■ Opdracht ■
Zet alle regels hieronder om in een Markdown-tabel met de kolommen Nr en Regel, waarbij Nr het regelnummer bevat en Regel de regel zelf. Laat lege regels weg.

[Regels uit een gegevensverzameling]
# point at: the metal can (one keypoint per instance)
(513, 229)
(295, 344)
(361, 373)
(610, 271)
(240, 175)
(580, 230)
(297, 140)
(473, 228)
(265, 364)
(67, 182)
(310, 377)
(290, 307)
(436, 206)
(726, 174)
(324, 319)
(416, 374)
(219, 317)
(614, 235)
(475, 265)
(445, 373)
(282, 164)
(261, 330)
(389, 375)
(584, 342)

■ Uitvoer oefening ■
| Nr | Regel |
|---|---|
| 1 | # point at: the metal can (one keypoint per instance) |
| 2 | (513, 229) |
| 3 | (295, 344) |
| 4 | (361, 373) |
| 5 | (610, 271) |
| 6 | (240, 175) |
| 7 | (580, 230) |
| 8 | (297, 140) |
| 9 | (473, 228) |
| 10 | (265, 364) |
| 11 | (67, 182) |
| 12 | (310, 377) |
| 13 | (290, 307) |
| 14 | (436, 206) |
| 15 | (726, 174) |
| 16 | (324, 319) |
| 17 | (416, 374) |
| 18 | (219, 317) |
| 19 | (614, 235) |
| 20 | (475, 265) |
| 21 | (445, 373) |
| 22 | (282, 164) |
| 23 | (261, 330) |
| 24 | (389, 375) |
| 25 | (584, 342) |